Start of SOURCE DATA
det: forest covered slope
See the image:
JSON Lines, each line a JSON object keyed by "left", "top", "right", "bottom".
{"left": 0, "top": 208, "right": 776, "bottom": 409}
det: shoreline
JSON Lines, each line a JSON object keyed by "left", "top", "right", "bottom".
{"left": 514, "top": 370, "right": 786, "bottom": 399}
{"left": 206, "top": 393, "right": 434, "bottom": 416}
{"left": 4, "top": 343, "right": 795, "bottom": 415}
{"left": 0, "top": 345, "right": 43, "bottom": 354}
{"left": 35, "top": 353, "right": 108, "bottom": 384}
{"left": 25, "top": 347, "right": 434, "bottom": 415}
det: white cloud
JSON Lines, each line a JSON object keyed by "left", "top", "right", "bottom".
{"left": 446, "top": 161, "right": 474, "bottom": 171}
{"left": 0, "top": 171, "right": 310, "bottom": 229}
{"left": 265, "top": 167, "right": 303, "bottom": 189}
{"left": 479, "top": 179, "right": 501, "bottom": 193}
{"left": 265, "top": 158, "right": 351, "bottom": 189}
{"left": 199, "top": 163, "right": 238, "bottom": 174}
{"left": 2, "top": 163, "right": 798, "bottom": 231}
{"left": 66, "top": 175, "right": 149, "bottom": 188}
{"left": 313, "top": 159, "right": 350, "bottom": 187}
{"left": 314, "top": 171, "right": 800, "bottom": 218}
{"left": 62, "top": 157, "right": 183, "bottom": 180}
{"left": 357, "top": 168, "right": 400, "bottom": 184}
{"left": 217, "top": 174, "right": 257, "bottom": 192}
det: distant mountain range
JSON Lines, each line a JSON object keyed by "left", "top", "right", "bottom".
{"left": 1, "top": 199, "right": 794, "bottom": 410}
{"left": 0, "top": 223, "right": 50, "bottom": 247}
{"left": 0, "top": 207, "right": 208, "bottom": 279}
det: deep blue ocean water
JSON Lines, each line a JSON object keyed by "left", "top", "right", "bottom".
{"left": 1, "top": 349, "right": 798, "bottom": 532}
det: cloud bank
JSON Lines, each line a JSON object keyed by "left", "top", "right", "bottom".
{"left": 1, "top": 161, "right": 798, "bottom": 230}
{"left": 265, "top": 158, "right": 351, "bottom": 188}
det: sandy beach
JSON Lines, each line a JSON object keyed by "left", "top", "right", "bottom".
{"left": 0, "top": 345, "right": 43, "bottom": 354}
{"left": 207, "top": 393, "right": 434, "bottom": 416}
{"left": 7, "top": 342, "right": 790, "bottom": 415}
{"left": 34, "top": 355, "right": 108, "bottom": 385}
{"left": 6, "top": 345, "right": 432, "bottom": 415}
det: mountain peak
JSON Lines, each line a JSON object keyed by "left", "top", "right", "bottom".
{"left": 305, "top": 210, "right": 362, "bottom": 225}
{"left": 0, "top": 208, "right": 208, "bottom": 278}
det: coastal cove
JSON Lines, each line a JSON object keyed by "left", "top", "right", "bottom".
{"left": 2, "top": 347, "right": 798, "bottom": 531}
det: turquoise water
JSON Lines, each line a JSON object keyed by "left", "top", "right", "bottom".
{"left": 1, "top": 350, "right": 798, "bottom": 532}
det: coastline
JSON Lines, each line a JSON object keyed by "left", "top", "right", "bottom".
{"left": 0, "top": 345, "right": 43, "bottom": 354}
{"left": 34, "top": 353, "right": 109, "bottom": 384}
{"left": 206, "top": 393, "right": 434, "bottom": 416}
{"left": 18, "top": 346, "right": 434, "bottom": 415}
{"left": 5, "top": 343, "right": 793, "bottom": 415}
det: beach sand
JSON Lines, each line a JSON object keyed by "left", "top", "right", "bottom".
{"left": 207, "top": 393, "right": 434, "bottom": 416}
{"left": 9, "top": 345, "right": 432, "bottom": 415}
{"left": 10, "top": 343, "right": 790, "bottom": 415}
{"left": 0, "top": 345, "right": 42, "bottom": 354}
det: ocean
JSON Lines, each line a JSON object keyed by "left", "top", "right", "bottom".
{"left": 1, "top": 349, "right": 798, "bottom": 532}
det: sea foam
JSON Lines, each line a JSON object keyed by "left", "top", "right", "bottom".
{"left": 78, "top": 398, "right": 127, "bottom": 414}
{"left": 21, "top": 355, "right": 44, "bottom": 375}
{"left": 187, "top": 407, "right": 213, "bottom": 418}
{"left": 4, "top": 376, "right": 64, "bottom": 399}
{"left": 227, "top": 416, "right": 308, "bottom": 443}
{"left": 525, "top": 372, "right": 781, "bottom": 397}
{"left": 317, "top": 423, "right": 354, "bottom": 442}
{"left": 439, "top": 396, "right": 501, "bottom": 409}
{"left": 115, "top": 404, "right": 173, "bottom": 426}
End of SOURCE DATA
- _TASK STATEMENT_: Every line holding the word "mountain" should be copied out of the material.

- _EXERCISE RESPONSE_:
det: distant mountain range
det: mountain peak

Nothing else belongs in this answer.